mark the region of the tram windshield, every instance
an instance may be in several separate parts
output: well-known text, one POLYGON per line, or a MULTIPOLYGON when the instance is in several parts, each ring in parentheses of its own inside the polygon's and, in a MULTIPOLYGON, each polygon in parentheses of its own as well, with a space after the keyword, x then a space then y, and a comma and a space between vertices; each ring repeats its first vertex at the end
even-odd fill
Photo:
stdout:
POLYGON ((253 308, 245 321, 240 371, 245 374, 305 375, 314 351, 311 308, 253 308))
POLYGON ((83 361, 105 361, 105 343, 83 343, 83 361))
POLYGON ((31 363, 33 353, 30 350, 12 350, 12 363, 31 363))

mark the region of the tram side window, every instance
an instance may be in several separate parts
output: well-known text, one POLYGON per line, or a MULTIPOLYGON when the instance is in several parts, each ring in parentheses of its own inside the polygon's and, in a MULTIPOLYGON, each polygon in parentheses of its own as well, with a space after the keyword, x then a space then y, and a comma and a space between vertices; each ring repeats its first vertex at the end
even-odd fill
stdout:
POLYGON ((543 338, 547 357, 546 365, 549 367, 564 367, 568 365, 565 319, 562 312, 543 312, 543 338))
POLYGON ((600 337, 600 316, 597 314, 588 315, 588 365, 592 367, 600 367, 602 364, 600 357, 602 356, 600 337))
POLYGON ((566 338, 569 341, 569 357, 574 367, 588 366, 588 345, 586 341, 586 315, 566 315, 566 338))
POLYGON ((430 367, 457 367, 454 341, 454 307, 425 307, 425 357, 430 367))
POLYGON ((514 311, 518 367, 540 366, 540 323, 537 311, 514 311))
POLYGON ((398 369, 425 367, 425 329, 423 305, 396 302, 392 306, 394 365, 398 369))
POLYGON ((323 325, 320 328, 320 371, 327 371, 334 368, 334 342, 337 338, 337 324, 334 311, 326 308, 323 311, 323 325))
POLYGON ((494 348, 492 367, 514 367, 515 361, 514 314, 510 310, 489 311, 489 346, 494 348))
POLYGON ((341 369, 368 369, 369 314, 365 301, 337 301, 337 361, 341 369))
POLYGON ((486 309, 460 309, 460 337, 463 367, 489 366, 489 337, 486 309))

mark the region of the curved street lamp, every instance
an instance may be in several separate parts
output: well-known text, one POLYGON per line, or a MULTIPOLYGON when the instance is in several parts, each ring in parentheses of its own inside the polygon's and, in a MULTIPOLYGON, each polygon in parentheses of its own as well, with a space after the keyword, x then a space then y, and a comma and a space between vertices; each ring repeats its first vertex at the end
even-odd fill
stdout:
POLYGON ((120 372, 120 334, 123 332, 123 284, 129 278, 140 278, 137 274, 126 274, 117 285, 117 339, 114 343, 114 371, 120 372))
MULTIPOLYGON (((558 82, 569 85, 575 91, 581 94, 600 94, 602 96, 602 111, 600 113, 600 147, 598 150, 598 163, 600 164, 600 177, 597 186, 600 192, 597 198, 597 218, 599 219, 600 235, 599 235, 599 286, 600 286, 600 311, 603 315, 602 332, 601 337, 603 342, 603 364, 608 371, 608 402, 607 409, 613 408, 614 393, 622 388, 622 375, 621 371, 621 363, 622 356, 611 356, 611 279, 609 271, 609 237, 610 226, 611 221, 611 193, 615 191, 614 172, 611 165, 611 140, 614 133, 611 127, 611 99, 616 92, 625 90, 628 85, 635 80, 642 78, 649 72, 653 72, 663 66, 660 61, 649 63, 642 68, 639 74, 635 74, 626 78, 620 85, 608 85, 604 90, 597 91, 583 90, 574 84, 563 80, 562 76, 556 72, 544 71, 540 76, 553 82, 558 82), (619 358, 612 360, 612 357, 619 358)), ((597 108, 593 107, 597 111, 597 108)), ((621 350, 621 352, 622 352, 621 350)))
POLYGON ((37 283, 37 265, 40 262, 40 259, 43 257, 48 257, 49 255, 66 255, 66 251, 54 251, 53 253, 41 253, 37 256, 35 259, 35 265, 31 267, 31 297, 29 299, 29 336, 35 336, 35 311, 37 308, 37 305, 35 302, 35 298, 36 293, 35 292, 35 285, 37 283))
§ §
Task brief:
Put every row above into a two-column CSV with the header input,output and one line per row. Give the row's text and its answer each as one quoted field, replacing line breaks with spaces.

Written answer:
input,output
"mark the region of the tram windshield, every instance an instance may be in several separate parts output: well-known text, one POLYGON per line, or a MULTIPOLYGON when the instance is in several parts, each ring in parentheses of its own inside the polygon's and, in a MULTIPOLYGON, each polygon in parentheses of its own as well, with a space after the keyword, x then a space then y, and a comma and a space between vertices; each ring repeats its first vertex at the end even-odd fill Photo: stdout:","POLYGON ((253 308, 245 321, 240 371, 245 374, 305 375, 314 351, 311 308, 253 308)) POLYGON ((83 361, 105 361, 105 343, 83 343, 83 361)) POLYGON ((31 363, 33 353, 30 350, 12 350, 12 363, 31 363))"
"mark the region of the tram side window, every instance an instance may be in several separate parts output: well-known text, one POLYGON per line, or a MULTIPOLYGON when the instance is in several parts, each ring in parentheses of its own inside the polygon's and, in a MULTIPOLYGON, each polygon in parentheses of its own as well, with a space after the keyword, x then a space then y, and a comma and a space between vertices; each ring repeats its first vertex at the end even-odd fill stdout:","POLYGON ((543 338, 547 357, 546 365, 549 367, 564 367, 568 365, 565 319, 562 312, 543 312, 543 338)) POLYGON ((600 337, 600 316, 597 314, 588 315, 588 365, 592 367, 600 367, 602 364, 600 357, 602 356, 600 337)) POLYGON ((566 338, 569 341, 569 357, 574 367, 588 366, 588 345, 586 341, 586 315, 566 315, 566 338)) POLYGON ((430 367, 457 367, 454 341, 454 307, 425 307, 425 357, 430 367)) POLYGON ((514 311, 518 367, 540 366, 540 323, 537 311, 514 311)) POLYGON ((398 369, 425 367, 425 329, 423 305, 396 302, 392 306, 394 365, 398 369)) POLYGON ((323 325, 320 328, 320 371, 327 371, 334 368, 334 342, 337 338, 337 324, 334 311, 326 308, 323 311, 323 325)) POLYGON ((494 348, 492 367, 514 367, 515 361, 514 314, 510 310, 489 311, 489 346, 494 348)) POLYGON ((341 369, 368 369, 369 314, 365 301, 337 301, 337 361, 341 369)) POLYGON ((486 309, 460 309, 460 337, 463 367, 489 366, 489 337, 486 309))"
"mark the region of the curved street lamp, every instance an instance may be in several separate parts output: well-known text, one POLYGON per line, or a MULTIPOLYGON when the instance is in several parts, each ring in parentheses of its own inside the polygon's and, in a MULTIPOLYGON, each polygon in parentheses of its own as well, with a space after the keyword, x then a space then y, and a comma and a space between vertices; each ring repeats its first vertex at the end even-odd fill stdout:","POLYGON ((120 372, 120 334, 123 332, 123 284, 129 278, 140 278, 137 274, 126 274, 117 285, 117 339, 114 343, 114 371, 120 372)) MULTIPOLYGON (((558 82, 569 85, 575 91, 581 94, 600 94, 602 96, 602 111, 600 113, 600 147, 598 150, 598 163, 600 164, 600 177, 597 186, 600 192, 597 198, 597 218, 599 219, 600 235, 599 235, 599 286, 600 286, 600 311, 603 315, 602 332, 601 337, 603 342, 603 364, 608 371, 608 402, 607 409, 613 408, 614 393, 622 388, 622 375, 621 371, 621 363, 622 356, 611 356, 611 279, 609 271, 609 237, 610 226, 611 221, 611 193, 615 191, 614 172, 611 165, 611 140, 614 133, 611 127, 611 99, 616 92, 625 90, 628 85, 635 80, 642 78, 649 72, 653 72, 663 66, 660 61, 649 63, 642 68, 639 74, 635 74, 626 78, 620 85, 608 85, 604 90, 597 91, 583 90, 574 84, 563 80, 562 76, 556 72, 544 71, 540 76, 553 82, 558 82), (619 358, 612 360, 612 357, 619 358)), ((597 108, 593 107, 597 111, 597 108)), ((621 350, 621 352, 622 352, 621 350))) POLYGON ((37 283, 37 265, 40 262, 40 259, 43 257, 48 257, 49 255, 66 255, 66 251, 54 251, 53 253, 41 253, 37 256, 35 259, 35 265, 31 267, 31 297, 29 299, 29 336, 35 336, 35 311, 37 308, 37 305, 35 302, 35 298, 36 293, 35 292, 35 285, 37 283))"